**Assigned task 1:**
In the garland chrysanthemum guide, what is the plant's current Latin name?
**Assigned task 2:**
Please carry on the garland chrysanthemum guide from its last sentence.

**Page extract:**
Edible garland chrysanthemum, also called Shingiku (春菊) in Japan, Tung Ho in Cantonese and Choy Suy Green in old Chinatown, is an annual leafy plant from the daisy family.
Healthy and delicious, it’s among the easiest Asian vegetables to grow at home.
In this guide, we’ll show you how, while providing some pointers for cooking with it.
What is garland chrysanthemum?
Previously known as Chrysanthemum coronarium, garland chrysanthemum’s current Latin name is Glebionis coronaria. It is native to the Mediterranean region but has naturalized in many parts of eastern Asia.
Nowadays, it is a typical ingredient in Chinese and Japanese cooking. You will find it under several common English names, such as crown daisy, edible chrysanthemum, or chop suey greens.
Garland daisy looks very similar to other varieties of chrysanthemum and produces yellow, showy flowers displayed in a single row. It can grow as tall as 3 feet (90 cm), although it rarely reaches that height when grown in gardens. Usually, the leaves and stems are picked when the plant is young, no taller than 12 inches (30 cm).
There are two varieties of garland chrysanthemum that you can find on the market:
- A thick, broader leaf variety, with leaves that resemble those of the large chrysanthemum plants;
- A small, tender leaf variety, which looks a bit more similar to parsley;
Both types of Tung Ho are very similar in taste, and they also require the same growing conditions. What sets them apart is the leaves’ texture, with the wider variety being meatier, while the small type is a bit more tender.
How to grow garland chrysanthemum
Garland chrysanthemum is a cold season crop that is also very beginner-friendly. Whether you’re a seasoned gardener or just getting into growing your vegetables, here’s what you need to know.
1. Growing garland chrysanthemum outdoors
Garland chrysanthemum seeds are tiny and easy to sow. As a result, you can plant them outside directly without germinating them indoors in advance.

**Dataset excerpts:**

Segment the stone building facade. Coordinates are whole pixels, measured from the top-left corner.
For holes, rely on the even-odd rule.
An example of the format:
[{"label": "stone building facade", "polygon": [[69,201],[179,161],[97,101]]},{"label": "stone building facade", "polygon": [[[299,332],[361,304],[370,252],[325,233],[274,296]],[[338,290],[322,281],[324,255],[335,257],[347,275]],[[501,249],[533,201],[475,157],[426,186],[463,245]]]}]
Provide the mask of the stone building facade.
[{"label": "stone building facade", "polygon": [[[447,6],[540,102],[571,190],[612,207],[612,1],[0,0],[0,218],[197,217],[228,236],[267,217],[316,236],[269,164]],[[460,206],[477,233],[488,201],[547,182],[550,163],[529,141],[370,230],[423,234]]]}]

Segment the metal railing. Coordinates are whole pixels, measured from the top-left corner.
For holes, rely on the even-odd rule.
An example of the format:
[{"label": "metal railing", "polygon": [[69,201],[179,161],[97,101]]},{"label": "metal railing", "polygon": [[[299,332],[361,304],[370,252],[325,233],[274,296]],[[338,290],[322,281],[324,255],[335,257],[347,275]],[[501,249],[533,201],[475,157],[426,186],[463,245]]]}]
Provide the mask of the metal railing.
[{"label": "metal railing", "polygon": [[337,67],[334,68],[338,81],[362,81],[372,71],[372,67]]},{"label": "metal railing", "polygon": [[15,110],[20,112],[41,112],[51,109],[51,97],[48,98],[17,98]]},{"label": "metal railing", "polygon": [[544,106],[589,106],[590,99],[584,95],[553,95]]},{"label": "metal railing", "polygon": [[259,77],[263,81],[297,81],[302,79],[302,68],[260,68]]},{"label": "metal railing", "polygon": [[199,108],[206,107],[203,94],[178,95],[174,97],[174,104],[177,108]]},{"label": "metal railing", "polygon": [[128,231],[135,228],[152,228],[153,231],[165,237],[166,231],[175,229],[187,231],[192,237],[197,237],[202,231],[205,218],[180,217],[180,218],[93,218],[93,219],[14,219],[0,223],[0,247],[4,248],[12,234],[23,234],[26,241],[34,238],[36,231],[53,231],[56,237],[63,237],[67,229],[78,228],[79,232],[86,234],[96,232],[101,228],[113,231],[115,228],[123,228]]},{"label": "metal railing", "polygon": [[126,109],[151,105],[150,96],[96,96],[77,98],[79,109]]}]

**Exercise result 1:**
Glebionis coronaria

**Exercise result 2:**
Prepare a rich substrate for your crown daisy seeds by incorporating compost into the soil. Make sure to remove any stones and debris, and use soil amendments to provide proper drainage. This plant is very forgiving for the soil type it’s growing in and can tolerate a pH ranging from 5.3 to 7.3. It’s also not picky when it comes to light and can be grown in full sun and partial shade.
The best time to grow garland chrysanthemum is in early spring or early autumn. Its ideal temperature range is between 60 °F and 70 °F (16 °C to 21 °C). Although it can tolerate temperatures as high as 85 °F (30 °C), planting crown daisy in hot weather can cause it to bolt. Once the plant starts flowering, its texture and taste change drastically, becoming fibrous, bitter, and not very tasty.
Sow your seeds around 6 inches (15 cm) apart, and water them thoroughly. You should see the first garland chrysanthemum seedlings make an appearance after 7 days or so. This is a fast-growing plant and can reach a height of 8 inches (20 cm) in as little as one month after the seeds have germinated.
– Water and fertilizer
Water your crown daisy plants regularly, as they do not tolerate drought. If you have nutrient-poor soil in your garden, apply a liquid, nitrogen-based fertilizer once a month to encourage abundant leaf growth.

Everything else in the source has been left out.